Mémoires (Saint-Simon)/Tome 1/Notes


NOTES.


TABLE DE MARBRE.


Page 228.


La table de marbre, dont parle Saint-Simon, était placée dans la galerie des prisonniers du Palais de Justice de Paris, près de la chambre de la Tournelle. Le tribunal du grand amiral, qui se composait d’un lieutenant civil et criminel, d’un lieutenant particulier, de cinq conseillers, d’un procureur du roi et de plusieurs substituts, y avait son principal siége. Voilà pourquoi le comte de Toulouse est installé, en qualité de grand amiral, à la table de marbre. Il y avait encore d’autres juridictions qui avaient primitivement leur siége à la table de marbre, entre autres la connétable ou juridiction des maréchaux de France. Ce tribunal, où siégeaient rarement les maréchaux, comprenait un lieutenant général, un lieutenant particulier, un procureur du roi et plusieurs autres officiers. Il connaissait principalement des actions personnelles intentées aux gens de guerre, des contrats faits entre eux, des procès relatifs à leur solde, des malversations commises par les trésoriers et payeurs des compagnies, etc. Dans l’origine, le grand maître des eaux et forêts tenait aussi sa juridiction à la table de marbre du Palais.


CONSEILS DU ROI.


Page 289.


Saint-Simon parle souvent du conseil dés parties, du conseil des dépêches, du conseil des finances, de la grande et petite direction, et en général des conseils du roi. Comme le lecteur moderne n’est pas toujours familiarisé avec ces termes, il ne sera pas inutile d’en préciser le sens.

Le conseil des parties était présidé par le chancelier, et se composait de conseillers d’État et de maîtres des requêtes, qui faisaient le rapport des affaires. On y traitait des règlements de juges, en cas de conflit ou de récusation des juges des évocations ou actes de l’autorité souveraine qui enlevaient la connaissance d’un procès aux tribunaux ordinaires, pour l’attribuer à d’autres juridictions ; de la cassation d’arrêts contraires aux ordonnances, etc. Le conseil des parties était donc un tribunal suprême souvent en lutte avec les parlements.

_DONNÉES FOURNIES:_
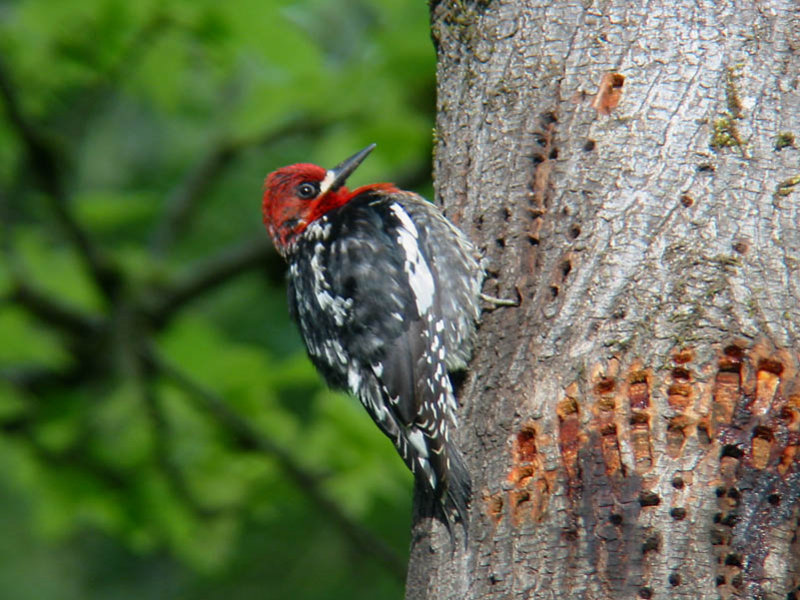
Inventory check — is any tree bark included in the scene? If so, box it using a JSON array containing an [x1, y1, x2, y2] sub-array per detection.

_CONSIGNES DE L'EXERCICE:_
1: D'après les notes sur les Mémoires de Saint-Simon, qui présidait le conseil des parties ?
2: Recopiez mot pour mot le passage des notes sur les Mémoires de Saint-Simon, en commençant à « Saint-Simon parle souvent » et en terminant à « préciser le sens. ».

_RÉSULTATS DES TÂCHES:_
1: Le chancelier présidait le conseil des parties.

2:
Saint-Simon parle souvent du conseil dés parties, du conseil des dépêches, du conseil des finances, de la grande et petite direction, et en général des conseils du roi. Comme le lecteur moderne n’est pas toujours familiarisé avec ces termes, il ne sera pas inutile d’en préciser le sens.